*What you should do*:
Among the lines of data below, reproduce only those from the one with "the front wheel" through the one with "the side window", exactly as they stand, both ends included.

*Material for the task*:
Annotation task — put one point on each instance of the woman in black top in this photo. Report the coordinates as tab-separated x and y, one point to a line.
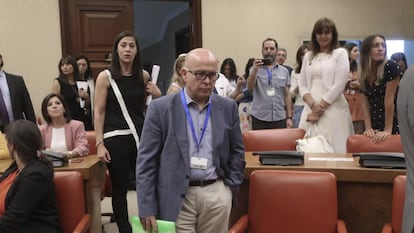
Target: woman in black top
114	138
379	79
30	202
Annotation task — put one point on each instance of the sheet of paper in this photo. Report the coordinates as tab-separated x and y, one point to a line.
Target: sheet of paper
154	77
331	159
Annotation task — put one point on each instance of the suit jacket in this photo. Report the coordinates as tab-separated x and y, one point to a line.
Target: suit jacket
335	74
31	201
20	98
75	136
163	163
405	107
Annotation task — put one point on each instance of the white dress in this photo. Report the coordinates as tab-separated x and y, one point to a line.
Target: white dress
336	122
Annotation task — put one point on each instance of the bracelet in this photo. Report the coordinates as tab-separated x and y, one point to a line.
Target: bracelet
98	143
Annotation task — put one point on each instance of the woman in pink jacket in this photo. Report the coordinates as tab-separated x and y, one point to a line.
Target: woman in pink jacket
61	133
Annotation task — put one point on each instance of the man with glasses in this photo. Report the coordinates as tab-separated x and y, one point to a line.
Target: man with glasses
269	83
191	156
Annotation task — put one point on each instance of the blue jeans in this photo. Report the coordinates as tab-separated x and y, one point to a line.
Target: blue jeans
297	113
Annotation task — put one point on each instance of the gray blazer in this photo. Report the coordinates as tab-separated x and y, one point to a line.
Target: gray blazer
163	164
405	107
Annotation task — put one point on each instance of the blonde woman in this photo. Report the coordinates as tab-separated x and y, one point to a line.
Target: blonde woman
379	79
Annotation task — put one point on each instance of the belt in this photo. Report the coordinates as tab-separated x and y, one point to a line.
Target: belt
202	183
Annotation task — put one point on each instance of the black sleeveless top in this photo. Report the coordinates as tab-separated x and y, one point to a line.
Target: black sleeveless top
70	94
133	93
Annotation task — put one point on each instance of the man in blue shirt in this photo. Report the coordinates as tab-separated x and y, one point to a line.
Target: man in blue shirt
191	154
269	83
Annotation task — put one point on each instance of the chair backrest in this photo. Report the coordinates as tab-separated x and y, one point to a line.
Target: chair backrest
272	139
292	201
70	199
398	195
360	143
90	136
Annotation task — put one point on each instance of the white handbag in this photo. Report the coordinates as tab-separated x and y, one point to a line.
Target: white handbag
315	144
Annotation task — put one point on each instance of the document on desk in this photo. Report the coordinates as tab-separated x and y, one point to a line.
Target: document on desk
331	159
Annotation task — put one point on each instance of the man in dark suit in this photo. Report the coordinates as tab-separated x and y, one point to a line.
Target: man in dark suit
405	108
16	103
191	155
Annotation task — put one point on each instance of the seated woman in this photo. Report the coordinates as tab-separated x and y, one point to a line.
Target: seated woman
61	133
27	192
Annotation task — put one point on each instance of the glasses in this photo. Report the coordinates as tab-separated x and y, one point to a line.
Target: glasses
201	75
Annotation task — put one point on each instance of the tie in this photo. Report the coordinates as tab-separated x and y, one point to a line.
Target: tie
4	115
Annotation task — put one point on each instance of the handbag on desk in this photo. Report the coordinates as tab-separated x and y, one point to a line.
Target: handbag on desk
313	144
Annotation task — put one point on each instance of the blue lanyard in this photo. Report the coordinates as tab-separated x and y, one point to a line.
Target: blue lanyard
190	120
269	76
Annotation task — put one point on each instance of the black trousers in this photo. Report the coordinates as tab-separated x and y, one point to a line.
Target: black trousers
123	153
259	124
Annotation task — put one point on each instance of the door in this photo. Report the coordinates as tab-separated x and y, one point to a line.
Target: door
89	27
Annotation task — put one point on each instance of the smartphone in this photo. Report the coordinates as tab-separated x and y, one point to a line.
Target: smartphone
266	61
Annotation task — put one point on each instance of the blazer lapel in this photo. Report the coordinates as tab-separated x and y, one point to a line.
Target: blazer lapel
180	121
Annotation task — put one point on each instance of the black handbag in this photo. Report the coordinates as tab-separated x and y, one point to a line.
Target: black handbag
58	159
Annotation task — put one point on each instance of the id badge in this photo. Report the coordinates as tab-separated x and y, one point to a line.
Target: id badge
270	91
198	163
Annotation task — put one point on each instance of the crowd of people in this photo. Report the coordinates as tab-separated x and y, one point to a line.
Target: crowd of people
188	151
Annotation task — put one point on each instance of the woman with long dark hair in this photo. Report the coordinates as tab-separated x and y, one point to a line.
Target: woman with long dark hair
321	83
66	86
379	79
27	190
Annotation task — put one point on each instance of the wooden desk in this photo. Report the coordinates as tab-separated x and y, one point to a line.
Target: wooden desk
364	194
93	173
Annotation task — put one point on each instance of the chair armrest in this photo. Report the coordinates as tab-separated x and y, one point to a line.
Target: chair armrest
83	225
341	228
387	228
241	225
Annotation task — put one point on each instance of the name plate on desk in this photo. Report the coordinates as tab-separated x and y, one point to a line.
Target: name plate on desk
381	159
283	158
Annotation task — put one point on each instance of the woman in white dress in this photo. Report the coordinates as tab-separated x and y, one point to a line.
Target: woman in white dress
322	80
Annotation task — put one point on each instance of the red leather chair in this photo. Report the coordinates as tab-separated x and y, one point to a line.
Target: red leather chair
398	195
70	199
360	143
272	139
291	202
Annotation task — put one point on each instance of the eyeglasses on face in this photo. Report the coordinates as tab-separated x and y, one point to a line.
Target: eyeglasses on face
201	75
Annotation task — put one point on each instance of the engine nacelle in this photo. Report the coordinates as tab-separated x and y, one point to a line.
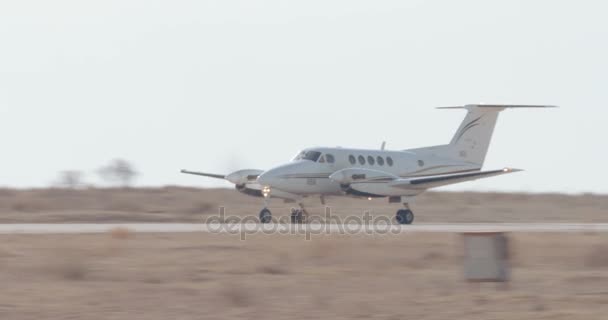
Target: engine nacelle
245	176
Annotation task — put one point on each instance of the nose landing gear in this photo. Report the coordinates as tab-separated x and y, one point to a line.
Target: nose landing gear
405	216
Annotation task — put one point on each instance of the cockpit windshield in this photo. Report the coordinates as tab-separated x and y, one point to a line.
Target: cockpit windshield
308	155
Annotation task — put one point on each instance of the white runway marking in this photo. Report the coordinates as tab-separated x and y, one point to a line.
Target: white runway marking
300	228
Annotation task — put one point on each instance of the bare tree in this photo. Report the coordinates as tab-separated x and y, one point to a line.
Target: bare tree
118	171
70	179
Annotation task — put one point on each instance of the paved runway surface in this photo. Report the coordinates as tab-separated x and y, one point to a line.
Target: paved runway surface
293	228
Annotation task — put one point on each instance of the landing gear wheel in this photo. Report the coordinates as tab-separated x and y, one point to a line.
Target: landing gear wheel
265	216
297	216
405	216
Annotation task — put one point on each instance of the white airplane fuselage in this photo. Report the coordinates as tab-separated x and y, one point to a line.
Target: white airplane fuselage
308	177
397	175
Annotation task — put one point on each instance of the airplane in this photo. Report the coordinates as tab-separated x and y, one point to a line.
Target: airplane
398	175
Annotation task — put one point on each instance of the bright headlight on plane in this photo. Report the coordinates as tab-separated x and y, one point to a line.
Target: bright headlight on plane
266	191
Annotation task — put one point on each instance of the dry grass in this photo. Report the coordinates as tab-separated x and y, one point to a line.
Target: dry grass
597	256
176	204
236	295
189	276
121	233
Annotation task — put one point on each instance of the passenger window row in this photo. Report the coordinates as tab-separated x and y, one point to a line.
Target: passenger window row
370	160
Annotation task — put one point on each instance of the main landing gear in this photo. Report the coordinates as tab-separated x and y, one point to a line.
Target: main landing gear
265	216
298	215
405	216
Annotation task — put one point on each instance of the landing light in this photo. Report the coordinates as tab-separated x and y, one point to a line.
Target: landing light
266	191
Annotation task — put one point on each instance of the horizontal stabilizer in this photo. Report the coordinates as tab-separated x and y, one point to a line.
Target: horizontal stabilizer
498	106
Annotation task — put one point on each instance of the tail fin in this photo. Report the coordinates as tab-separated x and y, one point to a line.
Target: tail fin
472	139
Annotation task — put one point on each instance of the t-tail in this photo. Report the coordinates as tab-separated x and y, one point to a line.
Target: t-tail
471	141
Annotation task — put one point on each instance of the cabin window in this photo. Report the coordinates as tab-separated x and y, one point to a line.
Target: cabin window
370	160
361	160
312	155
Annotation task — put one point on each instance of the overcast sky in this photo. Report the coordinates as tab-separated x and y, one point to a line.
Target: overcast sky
221	85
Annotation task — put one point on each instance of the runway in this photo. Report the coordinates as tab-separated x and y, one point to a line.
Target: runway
83	228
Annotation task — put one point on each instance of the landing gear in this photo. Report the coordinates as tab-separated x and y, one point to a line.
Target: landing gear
297	216
265	216
405	216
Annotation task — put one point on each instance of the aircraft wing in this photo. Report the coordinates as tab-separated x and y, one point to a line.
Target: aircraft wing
204	174
442	180
374	183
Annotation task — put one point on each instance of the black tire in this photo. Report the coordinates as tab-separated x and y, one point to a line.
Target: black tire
265	216
405	216
297	216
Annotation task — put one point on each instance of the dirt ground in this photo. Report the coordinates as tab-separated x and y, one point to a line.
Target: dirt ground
176	204
121	275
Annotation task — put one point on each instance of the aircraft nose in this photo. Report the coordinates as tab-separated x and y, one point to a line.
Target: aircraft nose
268	178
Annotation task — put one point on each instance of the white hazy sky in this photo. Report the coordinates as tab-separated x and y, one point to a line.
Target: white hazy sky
221	85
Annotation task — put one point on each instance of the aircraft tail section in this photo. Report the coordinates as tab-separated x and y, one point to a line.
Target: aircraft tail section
471	141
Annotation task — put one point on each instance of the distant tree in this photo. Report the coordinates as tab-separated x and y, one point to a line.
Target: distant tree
118	171
70	179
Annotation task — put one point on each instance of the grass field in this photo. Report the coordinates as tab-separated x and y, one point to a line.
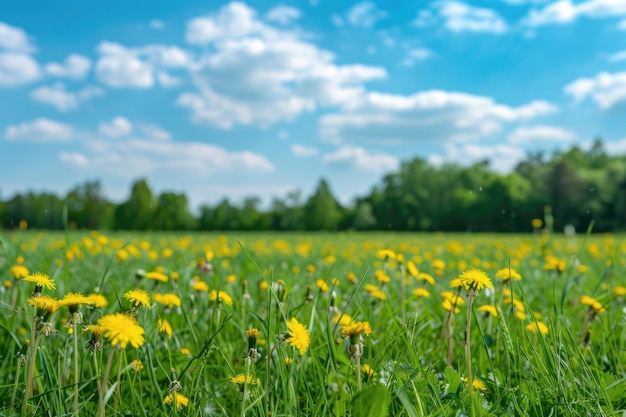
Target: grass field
312	324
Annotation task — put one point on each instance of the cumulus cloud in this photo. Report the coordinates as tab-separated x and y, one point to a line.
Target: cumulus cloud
40	130
256	74
360	158
122	67
303	151
137	157
13	38
432	115
75	66
17	68
606	89
365	14
57	96
117	127
564	11
523	135
283	14
461	17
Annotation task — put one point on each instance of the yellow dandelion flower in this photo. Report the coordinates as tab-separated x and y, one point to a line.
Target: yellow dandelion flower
18	271
41	280
241	379
421	292
537	327
168	299
221	296
298	335
475	279
138	298
98	300
489	309
322	285
165	327
157	276
355	329
44	302
177	399
506	274
121	330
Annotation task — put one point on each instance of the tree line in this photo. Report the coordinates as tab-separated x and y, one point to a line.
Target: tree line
578	187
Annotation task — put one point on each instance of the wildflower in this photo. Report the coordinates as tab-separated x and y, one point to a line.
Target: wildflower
165	327
177	399
221	296
157	276
121	329
508	273
298	336
41	280
488	309
421	292
138	298
168	299
537	327
18	271
241	379
475	279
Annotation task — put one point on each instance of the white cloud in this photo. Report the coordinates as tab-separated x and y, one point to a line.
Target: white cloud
255	74
119	66
75	66
461	17
618	56
503	158
118	126
564	11
157	24
283	14
524	135
138	157
17	68
303	151
605	89
360	158
414	55
433	115
365	14
14	39
57	96
40	130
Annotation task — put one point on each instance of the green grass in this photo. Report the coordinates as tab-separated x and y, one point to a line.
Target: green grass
565	372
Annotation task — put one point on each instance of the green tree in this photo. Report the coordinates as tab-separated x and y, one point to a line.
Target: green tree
136	212
322	211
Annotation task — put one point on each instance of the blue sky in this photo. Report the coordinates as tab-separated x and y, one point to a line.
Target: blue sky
233	99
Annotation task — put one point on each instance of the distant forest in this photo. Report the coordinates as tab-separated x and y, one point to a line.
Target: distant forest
574	187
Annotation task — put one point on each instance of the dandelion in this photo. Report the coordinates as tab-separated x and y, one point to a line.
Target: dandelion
221	297
165	327
537	327
138	298
475	279
177	399
41	280
298	336
121	330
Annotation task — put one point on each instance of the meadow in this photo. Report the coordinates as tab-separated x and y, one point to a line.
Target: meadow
303	324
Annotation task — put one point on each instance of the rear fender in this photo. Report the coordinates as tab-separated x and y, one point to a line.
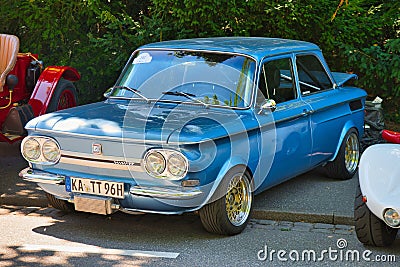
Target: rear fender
379	177
46	85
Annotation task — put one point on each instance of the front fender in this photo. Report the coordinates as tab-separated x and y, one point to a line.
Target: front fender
213	195
379	176
46	85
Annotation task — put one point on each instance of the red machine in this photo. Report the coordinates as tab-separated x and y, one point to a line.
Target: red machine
27	91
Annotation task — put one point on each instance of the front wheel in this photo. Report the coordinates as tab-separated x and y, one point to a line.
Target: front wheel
64	96
230	214
370	229
344	166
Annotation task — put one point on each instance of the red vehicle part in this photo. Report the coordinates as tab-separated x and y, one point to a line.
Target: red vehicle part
46	86
52	91
391	136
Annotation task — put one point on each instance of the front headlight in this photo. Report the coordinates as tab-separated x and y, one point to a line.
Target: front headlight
40	150
51	150
392	217
165	164
31	149
177	165
154	163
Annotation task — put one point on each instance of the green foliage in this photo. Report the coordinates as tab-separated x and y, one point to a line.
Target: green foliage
94	36
380	67
97	36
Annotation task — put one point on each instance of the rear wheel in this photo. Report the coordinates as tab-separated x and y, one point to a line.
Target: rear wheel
64	96
59	204
344	166
370	229
230	214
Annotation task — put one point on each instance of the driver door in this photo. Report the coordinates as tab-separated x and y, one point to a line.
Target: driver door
291	117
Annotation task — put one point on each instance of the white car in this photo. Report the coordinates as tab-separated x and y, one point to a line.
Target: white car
377	203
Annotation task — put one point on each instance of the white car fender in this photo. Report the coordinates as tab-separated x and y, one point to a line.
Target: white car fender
379	176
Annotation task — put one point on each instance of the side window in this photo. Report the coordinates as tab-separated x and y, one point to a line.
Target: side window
276	81
312	75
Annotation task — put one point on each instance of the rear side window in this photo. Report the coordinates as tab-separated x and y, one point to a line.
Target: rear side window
312	75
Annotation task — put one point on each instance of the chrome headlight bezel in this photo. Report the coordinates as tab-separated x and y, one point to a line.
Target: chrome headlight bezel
172	159
30	149
43	157
51	150
152	167
392	217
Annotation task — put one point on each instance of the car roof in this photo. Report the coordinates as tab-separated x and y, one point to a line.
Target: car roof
257	47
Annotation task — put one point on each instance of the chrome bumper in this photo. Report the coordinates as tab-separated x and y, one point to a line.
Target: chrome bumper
42	177
169	193
37	176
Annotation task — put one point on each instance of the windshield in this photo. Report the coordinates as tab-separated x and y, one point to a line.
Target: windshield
188	76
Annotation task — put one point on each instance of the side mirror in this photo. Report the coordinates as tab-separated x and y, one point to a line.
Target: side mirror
108	92
267	104
11	81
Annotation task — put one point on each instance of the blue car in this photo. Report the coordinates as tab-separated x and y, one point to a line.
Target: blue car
199	125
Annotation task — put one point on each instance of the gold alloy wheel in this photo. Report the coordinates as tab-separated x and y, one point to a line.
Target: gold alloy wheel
352	152
238	200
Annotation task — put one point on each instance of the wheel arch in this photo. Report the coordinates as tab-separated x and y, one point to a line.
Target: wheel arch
346	128
234	162
46	84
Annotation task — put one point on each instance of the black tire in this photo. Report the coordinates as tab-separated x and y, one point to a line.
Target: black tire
59	204
345	165
64	87
370	229
216	216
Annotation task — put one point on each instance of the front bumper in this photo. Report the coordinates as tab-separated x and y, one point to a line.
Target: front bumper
178	193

*Response to this task*:
Annotation task — put one point on each instance of the front wheel in this photo. Report the coordinates as tab-separated x and y, one point to a line.
Target: front wheel
64	96
230	214
370	229
344	166
Annotation task — put one point on each instance of the red vehicle part in this photo. Report the coordinates as tab-separated x and y, one point to a line.
Target: red vehicle part
46	86
52	91
391	136
Annotation task — put one point on each instance of the front headlight in this photo. Report the coordinates as tab-separated x and y, one point to a line.
Target: front headlight
40	150
51	150
392	217
165	164
31	149
177	165
154	163
Annotation task — put one point on each instance of the green foliage in this photo. Report the coordinates as tab-separated x and y, one point to a line.
Target: green foliage
94	36
380	67
97	36
Annotation task — put one point on each instance of the rear wheel in this photo. Report the coordinates as tab-separated x and y, one point to a line.
Target: rear wheel
64	96
59	204
344	166
370	229
230	214
Annotation task — put one point on each instance of the driver door in this photo. Report the coordinates as tab-separated x and y, one point to a line.
Target: driver door
291	117
Annotation task — put one point on each instance of the white car in this photo. Report the coordinates as tab-separated x and y, one point to a line.
Target: white car
377	203
Annotation task — put one point on each instance of the white car fender in this photo. Report the coordinates as tab-separated x and y, one point to a line.
Target: white car fender
379	176
Annotation task — put one point on each instance of the side window in this photo. Report the coordinates as tab-separated x and y, one point to a line.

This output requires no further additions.